▸ Your assignment
I'd like the data below restated word for word, with the pictures left out.

▸ Data excerpts
Start of Block

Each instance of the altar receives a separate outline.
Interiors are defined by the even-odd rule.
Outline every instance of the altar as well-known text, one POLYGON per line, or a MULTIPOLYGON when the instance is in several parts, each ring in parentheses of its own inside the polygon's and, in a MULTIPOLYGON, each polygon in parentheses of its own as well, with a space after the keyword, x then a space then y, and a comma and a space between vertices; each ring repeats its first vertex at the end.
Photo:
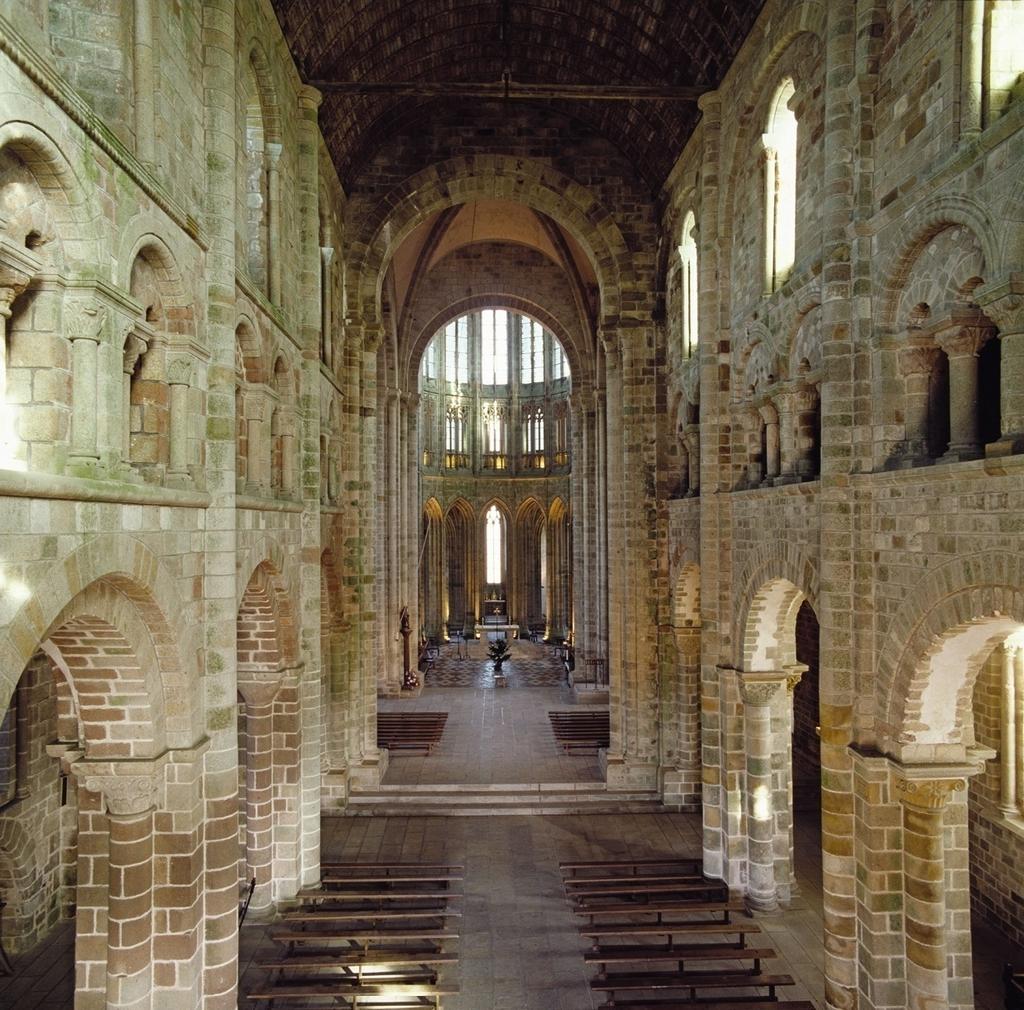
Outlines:
POLYGON ((483 636, 483 632, 486 632, 486 631, 504 631, 506 637, 508 637, 509 635, 511 635, 512 638, 518 638, 519 637, 519 625, 518 624, 490 624, 490 623, 488 623, 488 624, 477 624, 477 625, 474 625, 474 627, 476 628, 476 637, 477 638, 483 638, 484 637, 483 636))

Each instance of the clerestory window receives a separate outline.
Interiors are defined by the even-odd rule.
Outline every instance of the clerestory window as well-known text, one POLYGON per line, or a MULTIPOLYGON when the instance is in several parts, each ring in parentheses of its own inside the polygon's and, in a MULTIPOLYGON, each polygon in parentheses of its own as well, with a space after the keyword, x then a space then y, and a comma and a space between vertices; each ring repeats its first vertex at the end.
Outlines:
POLYGON ((764 137, 765 287, 776 291, 796 261, 796 89, 788 77, 772 99, 764 137))

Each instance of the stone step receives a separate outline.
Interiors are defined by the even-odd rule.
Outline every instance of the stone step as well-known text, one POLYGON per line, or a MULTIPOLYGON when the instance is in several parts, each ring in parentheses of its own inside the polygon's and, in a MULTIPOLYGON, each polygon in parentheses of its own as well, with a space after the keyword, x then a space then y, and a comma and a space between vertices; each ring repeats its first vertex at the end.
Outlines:
POLYGON ((349 816, 486 816, 500 814, 656 813, 654 791, 609 791, 602 785, 542 783, 493 786, 381 786, 353 792, 349 816))

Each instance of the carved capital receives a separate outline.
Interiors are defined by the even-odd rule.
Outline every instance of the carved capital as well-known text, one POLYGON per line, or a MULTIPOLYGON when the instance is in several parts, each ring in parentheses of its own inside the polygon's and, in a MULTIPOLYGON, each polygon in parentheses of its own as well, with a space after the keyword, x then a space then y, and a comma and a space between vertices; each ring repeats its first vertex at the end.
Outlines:
POLYGON ((784 673, 741 673, 740 697, 746 705, 770 705, 785 683, 784 673))
POLYGON ((264 145, 264 153, 267 156, 267 169, 270 172, 277 171, 277 163, 281 160, 281 152, 284 150, 283 144, 266 144, 264 145))
POLYGON ((329 267, 331 265, 331 260, 334 259, 334 246, 320 246, 320 259, 323 260, 325 267, 329 267))
POLYGON ((161 761, 77 761, 71 766, 79 785, 99 793, 115 817, 144 814, 161 803, 161 761))
POLYGON ((42 264, 27 249, 0 236, 0 316, 11 314, 11 303, 28 287, 42 264))
POLYGON ((84 298, 67 305, 64 329, 68 340, 91 340, 98 343, 106 321, 106 308, 95 298, 84 298))
POLYGON ((187 358, 174 358, 167 366, 167 384, 170 386, 194 385, 192 362, 187 358))
POLYGON ((999 336, 1024 333, 1024 277, 1011 276, 974 293, 985 315, 999 327, 999 336))
POLYGON ((296 94, 301 112, 316 112, 324 96, 311 84, 303 84, 296 94))
POLYGON ((804 674, 810 669, 806 663, 794 663, 786 667, 786 690, 792 694, 797 684, 803 680, 804 674))
POLYGON ((901 347, 898 355, 900 374, 904 377, 931 375, 938 355, 939 349, 933 344, 914 344, 911 347, 901 347))
POLYGON ((967 785, 966 779, 897 778, 896 793, 901 803, 920 810, 941 810, 950 795, 967 785))
POLYGON ((950 358, 974 357, 985 342, 995 335, 995 327, 981 312, 967 319, 954 319, 936 331, 935 342, 950 358))
POLYGON ((132 375, 139 358, 146 353, 146 341, 137 333, 129 331, 124 338, 124 354, 121 360, 121 367, 126 375, 132 375))

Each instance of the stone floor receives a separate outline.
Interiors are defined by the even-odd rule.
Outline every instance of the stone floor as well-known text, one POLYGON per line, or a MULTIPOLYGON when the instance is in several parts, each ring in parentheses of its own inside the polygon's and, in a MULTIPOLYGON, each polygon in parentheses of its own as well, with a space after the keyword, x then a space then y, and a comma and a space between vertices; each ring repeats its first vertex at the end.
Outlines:
MULTIPOLYGON (((491 635, 490 637, 497 637, 491 635)), ((423 682, 426 687, 494 687, 494 664, 487 658, 487 640, 442 645, 423 682)), ((565 670, 550 645, 510 639, 511 658, 502 666, 509 687, 557 687, 565 670)))
MULTIPOLYGON (((464 660, 471 664, 473 660, 464 660)), ((483 661, 476 661, 483 664, 483 661)), ((418 698, 381 699, 381 711, 447 712, 430 754, 395 751, 385 785, 491 785, 600 782, 596 752, 567 755, 555 743, 548 710, 572 707, 560 687, 432 688, 418 698)))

End of Block

▸ Task result
Each instance of the altar receives a separate outline.
Interiors are defined by the even-odd rule.
Outline every instance of the altar as well-known text, one POLYGON per line, or a MULTIPOLYGON when the instance is in several parts, each ring in parentheses of its own inside the polygon's and, in a MULTIPOLYGON, each polygon in parentheses of its own as well, with a space after the keyword, x then a space then y, and a comma and a space between vertices; each ring repeats its first vertex at the end.
Photo:
Outlines:
POLYGON ((483 636, 483 632, 486 632, 486 631, 504 631, 506 637, 508 637, 509 635, 511 635, 512 638, 518 638, 519 637, 519 625, 518 624, 490 624, 490 623, 488 623, 488 624, 477 624, 477 625, 474 625, 474 627, 476 628, 476 637, 477 638, 483 638, 484 637, 483 636))

Each instance of the clerestory window receives a separate outline.
Interiors are defined by the even-odd rule.
Outline every instance of the clerestory window as well-known text, one POLYGON per line, or a MULTIPOLYGON when the instance is in several parts, each ring in parentheses of its own inside the polygon's and, in a MULTIPOLYGON, each polygon in parentheses of its own as well, with a space after the keyword, x then a space then y, and a comma and a space between vertices; each ring repeats its first vertex at the end.
Outlines:
POLYGON ((764 137, 765 287, 776 291, 796 261, 796 89, 788 77, 772 99, 764 137))

Each instance of the stone step receives a separate outline.
Interiors are defined by the even-odd rule.
Outline every instance of the stone step as well-known text, one POLYGON per line, or a MULTIPOLYGON when the instance is in several parts, each ring in parentheses of its own inside the polygon's and, in a MULTIPOLYGON, each polygon in parentheses of its own as well, with a space after the keyword, x then a space then y, and a comma and a space between vertices; each ring repeats its first vertex at the end.
Outlines:
POLYGON ((349 816, 486 816, 500 814, 656 813, 654 791, 609 791, 602 785, 542 783, 493 786, 381 786, 353 792, 349 816))

Each instance of the carved capital receives a separate outline.
Interiors are defined by the even-odd rule.
Outline every instance of the carved capital as well-known text, one POLYGON per line, or a MULTIPOLYGON when the instance is in several parts, each ring in parentheses of its own inside the polygon's and, in a MULTIPOLYGON, each polygon in parentheses of its own as well, with a space after the keyword, x then a space then y, and a comma and a space between vertices; each ring repeats its first vertex at the end.
Outlines:
POLYGON ((784 673, 741 673, 740 697, 746 705, 770 705, 785 683, 784 673))
POLYGON ((264 145, 264 153, 267 156, 267 169, 270 172, 277 171, 277 163, 281 160, 281 152, 284 150, 283 144, 266 144, 264 145))
POLYGON ((329 267, 331 265, 331 260, 334 259, 334 246, 320 246, 320 259, 323 260, 325 267, 329 267))
POLYGON ((161 761, 77 761, 71 766, 79 785, 99 793, 115 817, 144 814, 161 803, 161 761))
POLYGON ((42 264, 27 249, 0 236, 0 316, 11 314, 11 303, 28 287, 42 264))
POLYGON ((84 298, 67 305, 64 329, 68 340, 91 340, 98 343, 106 321, 106 308, 95 298, 84 298))
POLYGON ((187 358, 174 358, 167 366, 167 384, 170 386, 194 385, 192 362, 187 358))
POLYGON ((999 336, 1024 333, 1024 277, 1011 276, 974 293, 985 315, 999 327, 999 336))
POLYGON ((296 94, 301 112, 316 112, 324 96, 311 84, 303 84, 296 94))
POLYGON ((804 674, 810 669, 806 663, 794 663, 786 667, 786 690, 792 694, 797 684, 803 680, 804 674))
POLYGON ((901 347, 898 355, 900 374, 904 377, 931 375, 938 355, 939 349, 933 344, 914 344, 911 347, 901 347))
POLYGON ((967 785, 966 779, 897 778, 896 793, 901 803, 920 810, 941 810, 950 795, 967 785))
POLYGON ((950 358, 974 357, 985 342, 995 335, 995 327, 981 312, 967 319, 954 319, 936 331, 935 342, 950 358))
POLYGON ((132 375, 139 358, 146 353, 146 341, 137 333, 129 331, 124 338, 124 354, 121 360, 121 367, 126 375, 132 375))

Each instance of the stone floor receives a separate outline.
Interiors are defined by the even-odd rule.
Outline every instance of the stone floor as well-known text, one POLYGON per line, or a MULTIPOLYGON when the instance is in several parts, each ring in parentheses of its own inside the polygon's and, in a MULTIPOLYGON, each polygon in parentheses of its own as well, with a space after the keyword, x then a space then y, and a comma and a space between vertices; each ring repeats its first vertex at the end.
Outlines:
MULTIPOLYGON (((491 635, 490 637, 497 637, 491 635)), ((423 682, 426 687, 494 687, 494 664, 487 658, 487 640, 442 645, 423 682)), ((565 670, 550 645, 510 639, 511 658, 502 666, 509 687, 557 687, 565 670)))
MULTIPOLYGON (((464 660, 471 664, 473 660, 464 660)), ((483 661, 476 661, 483 664, 483 661)), ((418 698, 381 699, 381 711, 447 712, 430 754, 395 751, 385 785, 491 785, 600 782, 596 752, 567 755, 555 743, 548 710, 572 707, 560 687, 432 688, 418 698)))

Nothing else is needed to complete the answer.